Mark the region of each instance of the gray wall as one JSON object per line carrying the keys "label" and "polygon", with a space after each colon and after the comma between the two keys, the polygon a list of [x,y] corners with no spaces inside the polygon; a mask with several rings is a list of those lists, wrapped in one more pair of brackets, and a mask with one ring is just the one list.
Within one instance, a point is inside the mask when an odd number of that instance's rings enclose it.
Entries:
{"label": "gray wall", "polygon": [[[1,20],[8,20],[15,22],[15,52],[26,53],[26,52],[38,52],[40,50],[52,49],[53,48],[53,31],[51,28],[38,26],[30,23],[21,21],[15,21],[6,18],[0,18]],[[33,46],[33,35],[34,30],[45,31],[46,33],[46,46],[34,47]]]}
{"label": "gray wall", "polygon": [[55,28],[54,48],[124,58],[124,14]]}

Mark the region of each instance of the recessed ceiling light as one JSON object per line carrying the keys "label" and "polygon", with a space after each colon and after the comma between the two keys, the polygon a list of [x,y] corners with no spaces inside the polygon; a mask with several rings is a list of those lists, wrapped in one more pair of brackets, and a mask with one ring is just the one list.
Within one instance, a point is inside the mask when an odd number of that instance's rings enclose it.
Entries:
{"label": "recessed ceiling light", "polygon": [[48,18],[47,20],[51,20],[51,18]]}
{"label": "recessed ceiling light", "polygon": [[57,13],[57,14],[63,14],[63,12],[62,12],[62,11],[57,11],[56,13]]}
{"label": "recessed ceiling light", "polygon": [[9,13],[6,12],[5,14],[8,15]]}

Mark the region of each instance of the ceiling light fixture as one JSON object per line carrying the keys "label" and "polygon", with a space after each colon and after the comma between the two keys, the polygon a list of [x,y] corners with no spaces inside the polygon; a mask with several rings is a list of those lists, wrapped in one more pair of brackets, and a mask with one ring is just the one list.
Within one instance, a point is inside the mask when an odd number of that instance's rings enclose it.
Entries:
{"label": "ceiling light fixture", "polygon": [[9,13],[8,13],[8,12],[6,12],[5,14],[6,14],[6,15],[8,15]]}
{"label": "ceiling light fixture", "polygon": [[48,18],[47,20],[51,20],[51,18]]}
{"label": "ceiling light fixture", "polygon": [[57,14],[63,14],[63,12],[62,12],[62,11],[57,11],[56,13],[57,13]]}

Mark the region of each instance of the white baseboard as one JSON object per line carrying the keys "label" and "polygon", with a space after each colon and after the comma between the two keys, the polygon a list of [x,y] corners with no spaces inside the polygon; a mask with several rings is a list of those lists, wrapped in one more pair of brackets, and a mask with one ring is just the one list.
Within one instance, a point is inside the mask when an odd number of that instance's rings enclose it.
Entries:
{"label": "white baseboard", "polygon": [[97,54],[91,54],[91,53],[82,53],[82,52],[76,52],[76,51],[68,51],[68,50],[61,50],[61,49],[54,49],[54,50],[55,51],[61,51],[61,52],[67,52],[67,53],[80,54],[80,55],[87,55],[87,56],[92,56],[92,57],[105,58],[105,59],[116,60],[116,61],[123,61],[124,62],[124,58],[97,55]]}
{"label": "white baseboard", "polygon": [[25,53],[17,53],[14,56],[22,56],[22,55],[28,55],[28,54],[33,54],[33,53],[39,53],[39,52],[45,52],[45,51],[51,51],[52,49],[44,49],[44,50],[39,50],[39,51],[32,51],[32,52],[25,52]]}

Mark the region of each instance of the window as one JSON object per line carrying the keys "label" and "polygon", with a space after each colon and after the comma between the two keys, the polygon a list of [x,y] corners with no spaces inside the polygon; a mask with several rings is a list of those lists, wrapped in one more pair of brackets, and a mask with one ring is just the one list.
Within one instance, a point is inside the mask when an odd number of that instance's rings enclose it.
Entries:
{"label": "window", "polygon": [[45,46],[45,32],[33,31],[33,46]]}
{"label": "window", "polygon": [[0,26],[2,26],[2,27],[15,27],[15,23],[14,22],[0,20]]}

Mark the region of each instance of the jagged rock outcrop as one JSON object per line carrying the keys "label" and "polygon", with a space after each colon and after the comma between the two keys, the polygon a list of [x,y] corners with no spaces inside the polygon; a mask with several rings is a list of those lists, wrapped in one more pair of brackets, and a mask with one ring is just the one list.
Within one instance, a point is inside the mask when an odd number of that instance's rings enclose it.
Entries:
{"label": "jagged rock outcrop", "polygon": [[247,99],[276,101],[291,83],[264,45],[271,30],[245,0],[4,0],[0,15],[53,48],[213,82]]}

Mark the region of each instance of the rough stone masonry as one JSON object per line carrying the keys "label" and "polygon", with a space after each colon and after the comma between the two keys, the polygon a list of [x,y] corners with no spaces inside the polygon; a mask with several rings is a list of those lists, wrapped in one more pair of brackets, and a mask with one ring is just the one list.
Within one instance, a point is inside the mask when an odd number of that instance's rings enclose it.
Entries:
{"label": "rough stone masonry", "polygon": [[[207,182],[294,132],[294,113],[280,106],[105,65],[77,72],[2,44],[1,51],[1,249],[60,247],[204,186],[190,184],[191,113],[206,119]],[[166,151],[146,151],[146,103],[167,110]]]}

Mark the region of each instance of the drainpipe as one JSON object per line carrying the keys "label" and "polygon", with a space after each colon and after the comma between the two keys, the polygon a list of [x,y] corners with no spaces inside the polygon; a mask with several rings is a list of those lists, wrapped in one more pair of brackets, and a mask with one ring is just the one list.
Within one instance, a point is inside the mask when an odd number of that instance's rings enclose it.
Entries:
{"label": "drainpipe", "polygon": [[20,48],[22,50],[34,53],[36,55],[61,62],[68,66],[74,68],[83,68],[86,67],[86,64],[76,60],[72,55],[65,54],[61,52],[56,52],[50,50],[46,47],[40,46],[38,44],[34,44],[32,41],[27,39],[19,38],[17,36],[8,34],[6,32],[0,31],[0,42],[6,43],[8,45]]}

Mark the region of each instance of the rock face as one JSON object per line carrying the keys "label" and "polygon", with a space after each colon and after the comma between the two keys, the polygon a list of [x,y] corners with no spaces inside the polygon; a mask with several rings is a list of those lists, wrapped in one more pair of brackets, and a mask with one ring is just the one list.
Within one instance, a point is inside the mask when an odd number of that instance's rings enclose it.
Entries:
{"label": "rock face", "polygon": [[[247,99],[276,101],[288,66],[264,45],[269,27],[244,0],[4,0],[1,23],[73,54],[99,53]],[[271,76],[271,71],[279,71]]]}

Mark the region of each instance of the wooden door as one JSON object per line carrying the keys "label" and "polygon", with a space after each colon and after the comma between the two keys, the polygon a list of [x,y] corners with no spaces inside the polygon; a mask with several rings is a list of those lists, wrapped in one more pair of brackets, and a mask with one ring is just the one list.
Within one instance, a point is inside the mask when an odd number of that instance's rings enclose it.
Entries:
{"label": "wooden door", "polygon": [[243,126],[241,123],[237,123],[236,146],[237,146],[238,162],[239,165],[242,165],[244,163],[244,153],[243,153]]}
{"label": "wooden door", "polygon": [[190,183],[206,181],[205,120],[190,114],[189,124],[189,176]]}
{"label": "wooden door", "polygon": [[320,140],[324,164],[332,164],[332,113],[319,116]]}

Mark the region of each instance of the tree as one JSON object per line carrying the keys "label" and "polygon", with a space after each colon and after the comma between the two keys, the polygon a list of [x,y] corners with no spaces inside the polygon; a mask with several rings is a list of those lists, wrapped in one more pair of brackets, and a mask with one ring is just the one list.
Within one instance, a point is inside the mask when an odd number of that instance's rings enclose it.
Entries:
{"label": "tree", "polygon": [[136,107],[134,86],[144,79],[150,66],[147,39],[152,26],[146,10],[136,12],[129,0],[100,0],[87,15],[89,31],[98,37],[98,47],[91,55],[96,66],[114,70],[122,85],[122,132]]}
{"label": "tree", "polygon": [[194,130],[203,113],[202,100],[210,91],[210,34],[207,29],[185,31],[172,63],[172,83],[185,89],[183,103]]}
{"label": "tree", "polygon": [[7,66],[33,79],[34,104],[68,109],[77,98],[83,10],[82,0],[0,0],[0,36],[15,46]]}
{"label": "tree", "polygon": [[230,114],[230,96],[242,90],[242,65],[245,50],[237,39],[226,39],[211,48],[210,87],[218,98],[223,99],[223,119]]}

⁂

=== What the task requires ===
Quote only the lines from the one containing "Mark the region of each instance of the wooden" through the final line of the records, with both ends included.

=== Right answer ===
Mark the region of each instance of the wooden door as one JSON object per line carrying the keys "label" and "polygon", with a space after each colon and after the comma between the two keys, the polygon a list of [x,y] corners with no spaces inside the polygon; a mask with several rings is a list of those lists, wrapped in one more pair of brackets, and a mask with one ring is just the one list.
Within one instance, a point is inside the mask when an odd number of that instance's rings enclose it.
Entries:
{"label": "wooden door", "polygon": [[243,126],[241,123],[237,123],[236,146],[237,146],[238,162],[239,165],[242,165],[244,163],[244,153],[243,153]]}
{"label": "wooden door", "polygon": [[190,183],[206,181],[205,120],[190,114],[189,124],[189,176]]}
{"label": "wooden door", "polygon": [[320,140],[324,164],[332,164],[332,113],[319,116]]}

Mark the region of each instance of the tree as one JSON object per line carrying the keys "label" and "polygon", with a space after each colon and after the comma between the two keys, the polygon a list of [x,y] corners with no spaces inside the polygon; a mask with several rings is a list of those lists, wrapped in one more pair of brackets, and a mask with one ring is just the one list.
Within one instance, a point is inside the mask when an odd number of that instance's rings enclose it.
Entries:
{"label": "tree", "polygon": [[136,107],[134,86],[144,79],[150,66],[147,39],[152,26],[146,10],[136,12],[129,0],[100,0],[87,15],[89,31],[98,37],[98,47],[91,55],[96,66],[114,70],[122,85],[122,132]]}
{"label": "tree", "polygon": [[194,130],[203,113],[202,100],[210,91],[210,34],[207,29],[185,31],[172,63],[172,83],[185,89],[183,103]]}
{"label": "tree", "polygon": [[7,66],[33,79],[34,104],[68,109],[77,98],[83,10],[82,0],[0,0],[0,36],[15,46]]}
{"label": "tree", "polygon": [[230,114],[230,96],[242,90],[242,65],[245,50],[237,39],[226,39],[211,48],[210,87],[218,98],[223,99],[223,119]]}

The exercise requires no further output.